Texte fourni:
···
5. En troisième lieu, si M. B... fait valoir qu'il a déjà résidé en France au début des années quatre-vingt, il n'établit pas la durée de ce premier séjour. S'il déclare vivre en France depuis son entrée sur le territoire le 18 juin 2005, il découle du point précédent qu'il ne peut être regardé comme ayant résidé habituellement sur le territoire national pendant la période de 2009 à 2016. L'intéressé est célibataire et sans charge de famille. Il n'établit pas être dénué de toute attache familiale en Algérie, pays dans lequel il a vécu l'essentiel de son existence. La seule indication d'activités bénévoles auprès d'associations ne suffit pas à caractériser son intégration dans la société française. Dans ces conditions, M. B... n'est pas fondé à soutenir que la décision portant refus de séjour porterait une atteinte manifestement disproportionnée à son droit au respect de sa vie privée et familiale et méconnaitrait ainsi les stipulations de l'article 6-5 de l'accord franco-algérien du 27 décembre 1968 ou de l'article 8 de la convention européenne de sauvegarde des droits de l'homme et des libertés fondamentales.
6. En quatrième lieu, il résulte des points précédents que M. B... n'est pas fondé à exciper de l'illégalité de la décision portant refus de séjour à l'encontre de la décision portant obligation de quitter le territoire français. Pour les mêmes motifs que ceux exposés au point 5, le requérant n'est pas fondé à soutenir que cette dernière décision méconnaitrait l'article 8 de la convention européenne de sauvegarde des droits de l'homme et des libertés fondamentales.
7. En dernier lieu, il découle du point précédent que M. B... n'est pas fondé à exciper de l'illégalité de la décision portant obligation de quitter le territoire français à l'encontre de la décision fixant le pays de destination.
8. Il résulte de tout ce qui précède que M. B... n'est pas fondé à soutenir que c'est à tort que, par le jugement attaqué, le tribunal administratif de Lyon a rejeté ses conclusions à fin d'annulation de l'arrêté du préfet du Rhône du 9 décembre 2019 portant refus de séjour, obligation de quitter le territoire français et fixation du pays de destination, ainsi que par voie de conséquence, celles à fin d'injonction ou présentées sur le fondement de l'article L. 761-1 du code de justice administrative et de l'article 37 de la loi du 10 juillet 1991. Il y a lieu également de rejeter ses conclusions d'appel à fins d'injonction ou tendant à mettre à la charge de l'État une somme au titre de ses frais exposés et non compris dans les dépens.
DÉCIDE :
Article 1er : La requête de M. B... est rejetée.
Article 2 : Le présent arrêt sera notifié à M. A... B... et au ministre de l'intérieur. Copie en sera adressée au préfet du Rhône.
Délibéré après l'audience du 8 avril 2021, à laquelle siégeaient :
M. Pourny, président de chambre,
M. Gayrard, président assesseur,
Mme D..., première conseillère.
Rendu public par mise à disposition au greffe le 4 mai 2021.
···
[Extraits d'un jeu de données d'annotation de lieux]
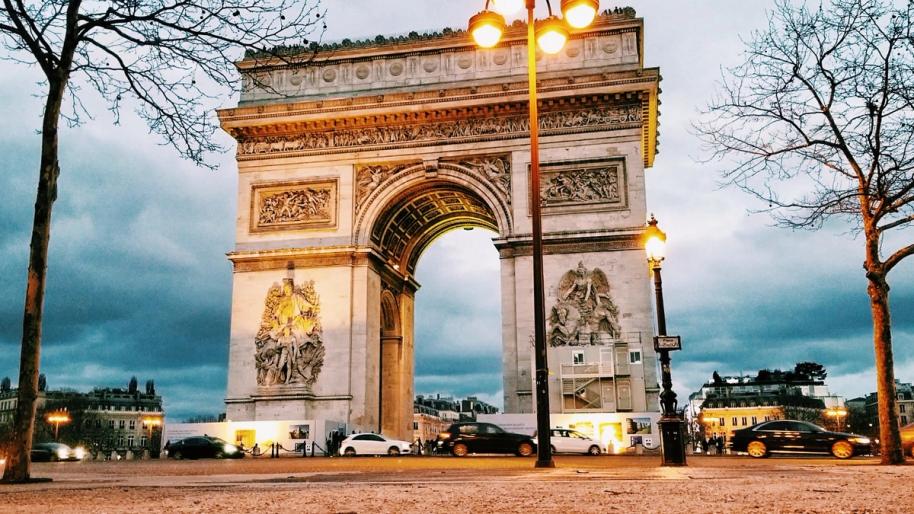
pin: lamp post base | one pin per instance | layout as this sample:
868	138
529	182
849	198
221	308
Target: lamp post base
672	440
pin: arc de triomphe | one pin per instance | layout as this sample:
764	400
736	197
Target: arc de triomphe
352	163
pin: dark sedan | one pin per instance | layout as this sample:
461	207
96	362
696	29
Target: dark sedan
52	452
463	438
788	436
203	447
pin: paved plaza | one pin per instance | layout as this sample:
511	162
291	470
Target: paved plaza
474	484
···
Consigne: D'après le texte fourni, quel tribunal a rendu le jugement attaqué par M. B... ? Ce matériel n'a aucun lien avec le texte fourni.

Corrigé: Le tribunal administratif de Lyon.